══ Input records ══

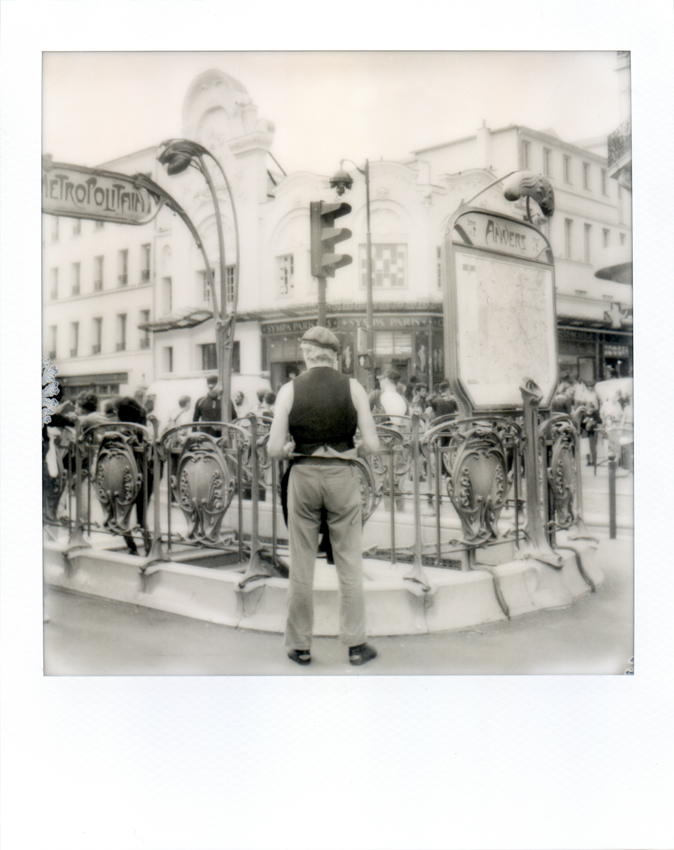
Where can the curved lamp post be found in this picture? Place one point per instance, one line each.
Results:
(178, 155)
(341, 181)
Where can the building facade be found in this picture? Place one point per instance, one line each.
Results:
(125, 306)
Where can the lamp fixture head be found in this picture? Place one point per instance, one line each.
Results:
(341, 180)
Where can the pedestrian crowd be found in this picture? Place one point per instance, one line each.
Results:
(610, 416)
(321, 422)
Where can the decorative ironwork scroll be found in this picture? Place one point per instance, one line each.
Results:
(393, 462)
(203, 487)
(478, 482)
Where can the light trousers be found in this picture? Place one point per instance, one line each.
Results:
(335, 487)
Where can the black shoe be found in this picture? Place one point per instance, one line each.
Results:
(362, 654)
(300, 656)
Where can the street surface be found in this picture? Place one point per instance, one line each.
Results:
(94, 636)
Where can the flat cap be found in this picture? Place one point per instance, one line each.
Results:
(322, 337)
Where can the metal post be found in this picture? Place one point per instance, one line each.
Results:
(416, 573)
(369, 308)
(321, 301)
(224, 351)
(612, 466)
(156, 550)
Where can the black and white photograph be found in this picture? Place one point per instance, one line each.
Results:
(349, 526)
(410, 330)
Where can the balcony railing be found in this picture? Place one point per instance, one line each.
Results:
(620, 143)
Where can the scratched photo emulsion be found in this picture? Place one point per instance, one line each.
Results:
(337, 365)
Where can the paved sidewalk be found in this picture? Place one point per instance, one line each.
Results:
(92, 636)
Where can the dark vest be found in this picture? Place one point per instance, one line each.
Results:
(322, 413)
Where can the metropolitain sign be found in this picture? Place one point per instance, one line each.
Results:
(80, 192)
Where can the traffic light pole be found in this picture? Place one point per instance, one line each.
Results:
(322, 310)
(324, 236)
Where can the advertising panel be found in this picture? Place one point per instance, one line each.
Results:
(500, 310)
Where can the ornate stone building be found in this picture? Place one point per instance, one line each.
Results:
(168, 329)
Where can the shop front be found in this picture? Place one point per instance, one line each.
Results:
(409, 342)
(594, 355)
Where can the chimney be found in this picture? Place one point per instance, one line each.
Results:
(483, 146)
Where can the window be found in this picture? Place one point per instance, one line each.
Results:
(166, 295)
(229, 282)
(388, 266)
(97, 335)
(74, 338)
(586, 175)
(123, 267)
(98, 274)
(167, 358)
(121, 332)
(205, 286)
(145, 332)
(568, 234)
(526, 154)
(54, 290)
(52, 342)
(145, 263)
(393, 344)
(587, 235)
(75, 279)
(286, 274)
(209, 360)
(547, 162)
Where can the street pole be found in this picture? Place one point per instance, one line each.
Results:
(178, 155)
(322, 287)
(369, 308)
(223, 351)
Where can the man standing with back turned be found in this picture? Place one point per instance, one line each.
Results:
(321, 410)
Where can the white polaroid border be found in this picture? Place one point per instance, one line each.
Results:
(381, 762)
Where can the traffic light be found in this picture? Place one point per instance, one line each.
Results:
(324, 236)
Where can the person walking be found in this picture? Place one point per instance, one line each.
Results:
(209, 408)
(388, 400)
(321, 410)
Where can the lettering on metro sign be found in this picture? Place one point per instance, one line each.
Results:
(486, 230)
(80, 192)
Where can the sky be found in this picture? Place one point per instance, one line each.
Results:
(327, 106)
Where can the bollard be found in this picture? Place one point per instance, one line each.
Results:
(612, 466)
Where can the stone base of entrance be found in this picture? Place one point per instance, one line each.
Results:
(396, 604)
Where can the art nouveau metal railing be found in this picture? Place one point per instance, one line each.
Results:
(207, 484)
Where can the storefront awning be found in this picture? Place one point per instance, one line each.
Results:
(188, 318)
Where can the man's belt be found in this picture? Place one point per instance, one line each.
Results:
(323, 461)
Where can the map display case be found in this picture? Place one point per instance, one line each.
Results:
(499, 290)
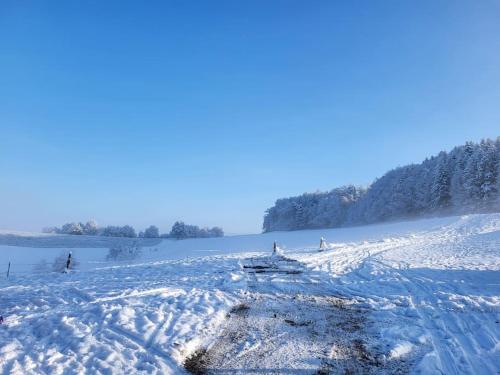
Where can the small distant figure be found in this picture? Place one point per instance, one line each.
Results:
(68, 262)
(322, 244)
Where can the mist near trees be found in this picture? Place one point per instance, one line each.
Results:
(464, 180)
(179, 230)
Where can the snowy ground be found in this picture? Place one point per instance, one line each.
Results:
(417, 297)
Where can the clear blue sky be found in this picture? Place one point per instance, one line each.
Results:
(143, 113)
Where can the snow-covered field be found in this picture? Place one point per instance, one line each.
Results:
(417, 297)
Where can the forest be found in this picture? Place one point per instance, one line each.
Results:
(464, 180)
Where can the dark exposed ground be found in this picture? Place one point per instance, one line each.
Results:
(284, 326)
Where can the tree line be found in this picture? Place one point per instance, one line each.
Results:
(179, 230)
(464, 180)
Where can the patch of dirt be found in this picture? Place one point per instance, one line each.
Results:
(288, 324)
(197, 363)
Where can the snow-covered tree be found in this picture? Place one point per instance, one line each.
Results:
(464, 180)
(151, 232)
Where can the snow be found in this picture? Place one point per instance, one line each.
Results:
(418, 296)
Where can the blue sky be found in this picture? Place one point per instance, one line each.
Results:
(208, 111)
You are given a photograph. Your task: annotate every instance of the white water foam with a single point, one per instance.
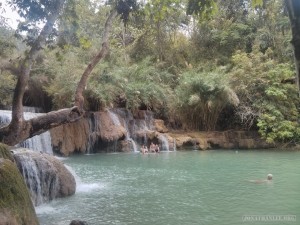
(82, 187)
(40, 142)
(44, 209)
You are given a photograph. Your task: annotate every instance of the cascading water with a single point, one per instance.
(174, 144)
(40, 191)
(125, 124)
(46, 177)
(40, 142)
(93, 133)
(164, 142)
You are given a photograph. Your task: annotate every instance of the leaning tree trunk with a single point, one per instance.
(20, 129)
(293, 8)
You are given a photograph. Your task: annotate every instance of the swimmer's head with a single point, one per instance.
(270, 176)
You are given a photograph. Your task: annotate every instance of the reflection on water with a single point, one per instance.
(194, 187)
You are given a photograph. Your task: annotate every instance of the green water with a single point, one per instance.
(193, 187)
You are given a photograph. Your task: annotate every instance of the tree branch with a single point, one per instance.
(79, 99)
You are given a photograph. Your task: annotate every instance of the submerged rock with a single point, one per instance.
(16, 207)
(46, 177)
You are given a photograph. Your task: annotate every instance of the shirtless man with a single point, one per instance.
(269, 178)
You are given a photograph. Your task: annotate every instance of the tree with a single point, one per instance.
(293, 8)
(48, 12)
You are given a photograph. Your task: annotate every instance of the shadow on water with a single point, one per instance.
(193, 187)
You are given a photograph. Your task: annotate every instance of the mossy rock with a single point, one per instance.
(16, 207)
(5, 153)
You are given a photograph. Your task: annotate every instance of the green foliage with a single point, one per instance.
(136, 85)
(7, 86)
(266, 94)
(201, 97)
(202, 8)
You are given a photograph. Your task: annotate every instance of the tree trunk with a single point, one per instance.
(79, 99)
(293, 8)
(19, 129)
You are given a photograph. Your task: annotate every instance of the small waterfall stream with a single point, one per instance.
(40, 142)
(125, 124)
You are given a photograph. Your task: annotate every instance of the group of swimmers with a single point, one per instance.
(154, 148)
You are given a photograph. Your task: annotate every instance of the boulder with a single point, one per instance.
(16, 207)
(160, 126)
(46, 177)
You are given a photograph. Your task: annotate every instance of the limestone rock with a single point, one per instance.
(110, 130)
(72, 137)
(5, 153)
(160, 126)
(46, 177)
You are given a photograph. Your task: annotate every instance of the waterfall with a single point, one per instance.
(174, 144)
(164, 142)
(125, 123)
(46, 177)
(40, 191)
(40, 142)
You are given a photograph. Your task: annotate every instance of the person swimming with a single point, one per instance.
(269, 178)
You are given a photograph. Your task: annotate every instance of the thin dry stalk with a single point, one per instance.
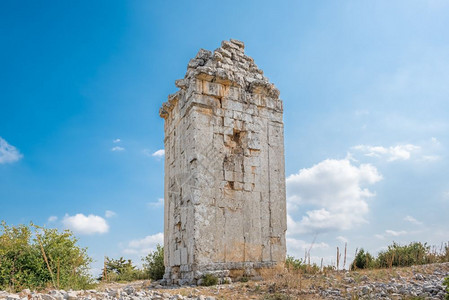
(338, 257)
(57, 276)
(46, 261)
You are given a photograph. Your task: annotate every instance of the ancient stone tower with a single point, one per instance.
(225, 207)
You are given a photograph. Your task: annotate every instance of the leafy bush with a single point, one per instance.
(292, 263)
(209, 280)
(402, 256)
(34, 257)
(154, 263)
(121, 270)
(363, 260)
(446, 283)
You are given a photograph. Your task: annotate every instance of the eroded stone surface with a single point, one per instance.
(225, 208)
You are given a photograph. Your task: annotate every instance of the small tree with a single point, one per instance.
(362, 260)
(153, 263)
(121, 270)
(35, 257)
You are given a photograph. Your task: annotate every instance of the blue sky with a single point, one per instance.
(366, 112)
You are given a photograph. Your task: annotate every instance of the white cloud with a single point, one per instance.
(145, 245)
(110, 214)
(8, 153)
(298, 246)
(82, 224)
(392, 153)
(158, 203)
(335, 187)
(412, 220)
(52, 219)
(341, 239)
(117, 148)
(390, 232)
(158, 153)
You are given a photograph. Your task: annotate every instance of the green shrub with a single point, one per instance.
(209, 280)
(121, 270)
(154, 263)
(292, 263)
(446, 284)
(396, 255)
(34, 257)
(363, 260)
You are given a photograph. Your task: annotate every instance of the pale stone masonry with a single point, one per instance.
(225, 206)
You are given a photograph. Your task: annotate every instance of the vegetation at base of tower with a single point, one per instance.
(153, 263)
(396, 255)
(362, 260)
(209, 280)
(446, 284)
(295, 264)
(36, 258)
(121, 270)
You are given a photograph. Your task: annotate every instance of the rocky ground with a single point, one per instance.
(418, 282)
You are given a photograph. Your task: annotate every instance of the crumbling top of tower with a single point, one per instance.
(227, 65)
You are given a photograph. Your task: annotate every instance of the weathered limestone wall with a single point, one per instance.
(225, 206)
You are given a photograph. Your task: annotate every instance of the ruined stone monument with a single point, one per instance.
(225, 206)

═══
══ Input records ══

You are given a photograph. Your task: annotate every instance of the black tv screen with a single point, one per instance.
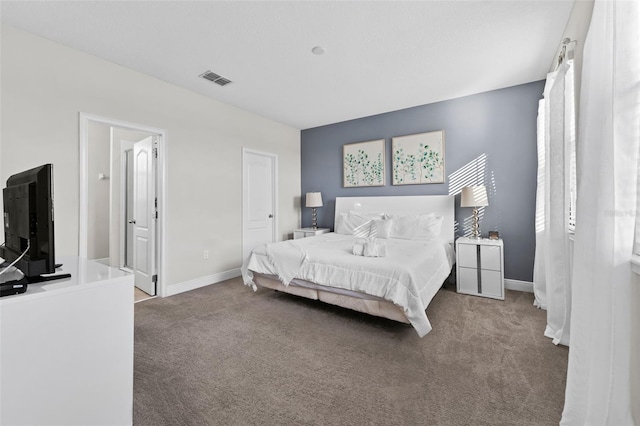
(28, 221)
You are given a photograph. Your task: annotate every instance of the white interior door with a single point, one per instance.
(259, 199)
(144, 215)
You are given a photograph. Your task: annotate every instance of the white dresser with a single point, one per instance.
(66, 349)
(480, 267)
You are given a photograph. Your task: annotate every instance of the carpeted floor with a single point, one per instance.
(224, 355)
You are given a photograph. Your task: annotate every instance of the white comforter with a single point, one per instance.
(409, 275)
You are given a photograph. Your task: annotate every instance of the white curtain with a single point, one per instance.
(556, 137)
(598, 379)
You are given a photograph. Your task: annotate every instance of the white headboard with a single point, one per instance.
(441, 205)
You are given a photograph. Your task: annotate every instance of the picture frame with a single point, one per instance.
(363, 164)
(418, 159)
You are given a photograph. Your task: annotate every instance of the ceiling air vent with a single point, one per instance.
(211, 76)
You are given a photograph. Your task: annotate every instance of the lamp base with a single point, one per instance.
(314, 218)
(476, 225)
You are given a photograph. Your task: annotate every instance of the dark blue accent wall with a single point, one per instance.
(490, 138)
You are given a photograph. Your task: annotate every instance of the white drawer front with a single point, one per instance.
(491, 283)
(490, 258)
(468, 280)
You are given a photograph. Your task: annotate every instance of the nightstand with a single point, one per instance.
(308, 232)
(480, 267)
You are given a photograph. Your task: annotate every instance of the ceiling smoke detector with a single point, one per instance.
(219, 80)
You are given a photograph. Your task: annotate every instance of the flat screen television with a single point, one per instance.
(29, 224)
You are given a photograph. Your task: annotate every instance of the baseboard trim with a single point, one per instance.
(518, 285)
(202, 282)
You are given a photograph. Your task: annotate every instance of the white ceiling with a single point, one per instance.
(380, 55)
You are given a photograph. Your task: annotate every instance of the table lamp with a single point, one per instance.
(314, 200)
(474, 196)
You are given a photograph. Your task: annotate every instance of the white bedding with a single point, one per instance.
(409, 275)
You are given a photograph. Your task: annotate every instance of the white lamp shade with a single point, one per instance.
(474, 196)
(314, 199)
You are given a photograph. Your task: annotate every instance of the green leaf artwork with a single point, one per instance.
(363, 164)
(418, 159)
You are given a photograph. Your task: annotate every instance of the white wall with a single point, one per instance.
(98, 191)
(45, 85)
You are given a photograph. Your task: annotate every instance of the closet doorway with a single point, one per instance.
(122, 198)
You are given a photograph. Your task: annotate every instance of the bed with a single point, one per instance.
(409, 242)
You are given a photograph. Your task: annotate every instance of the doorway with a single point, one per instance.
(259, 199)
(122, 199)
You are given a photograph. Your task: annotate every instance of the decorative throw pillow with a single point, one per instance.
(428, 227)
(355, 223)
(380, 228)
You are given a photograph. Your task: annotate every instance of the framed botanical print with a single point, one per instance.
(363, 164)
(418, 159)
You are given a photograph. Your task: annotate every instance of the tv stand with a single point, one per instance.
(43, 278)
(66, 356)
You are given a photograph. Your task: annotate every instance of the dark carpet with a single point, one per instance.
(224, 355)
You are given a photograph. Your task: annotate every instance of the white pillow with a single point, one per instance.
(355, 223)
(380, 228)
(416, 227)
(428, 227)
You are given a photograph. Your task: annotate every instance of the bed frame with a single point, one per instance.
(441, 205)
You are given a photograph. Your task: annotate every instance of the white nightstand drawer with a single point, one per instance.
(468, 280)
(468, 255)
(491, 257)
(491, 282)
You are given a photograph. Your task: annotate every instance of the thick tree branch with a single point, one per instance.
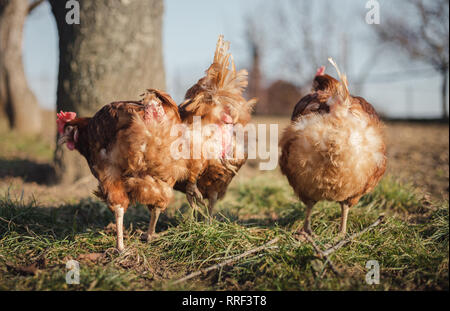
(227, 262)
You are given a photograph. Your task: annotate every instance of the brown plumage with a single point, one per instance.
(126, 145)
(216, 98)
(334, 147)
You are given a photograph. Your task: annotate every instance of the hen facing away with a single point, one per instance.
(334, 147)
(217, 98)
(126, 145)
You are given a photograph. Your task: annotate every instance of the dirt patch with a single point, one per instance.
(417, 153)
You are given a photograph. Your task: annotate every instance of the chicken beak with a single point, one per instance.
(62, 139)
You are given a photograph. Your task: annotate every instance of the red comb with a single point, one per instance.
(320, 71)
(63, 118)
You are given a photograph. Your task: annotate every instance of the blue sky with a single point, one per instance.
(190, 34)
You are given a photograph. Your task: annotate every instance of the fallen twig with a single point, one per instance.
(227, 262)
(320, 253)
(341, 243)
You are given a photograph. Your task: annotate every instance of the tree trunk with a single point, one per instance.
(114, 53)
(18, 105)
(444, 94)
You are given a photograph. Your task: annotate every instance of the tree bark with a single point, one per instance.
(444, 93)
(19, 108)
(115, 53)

═══

Problem:
Provide only the count of lines within the entries above that include the string "pole".

Expected answer:
2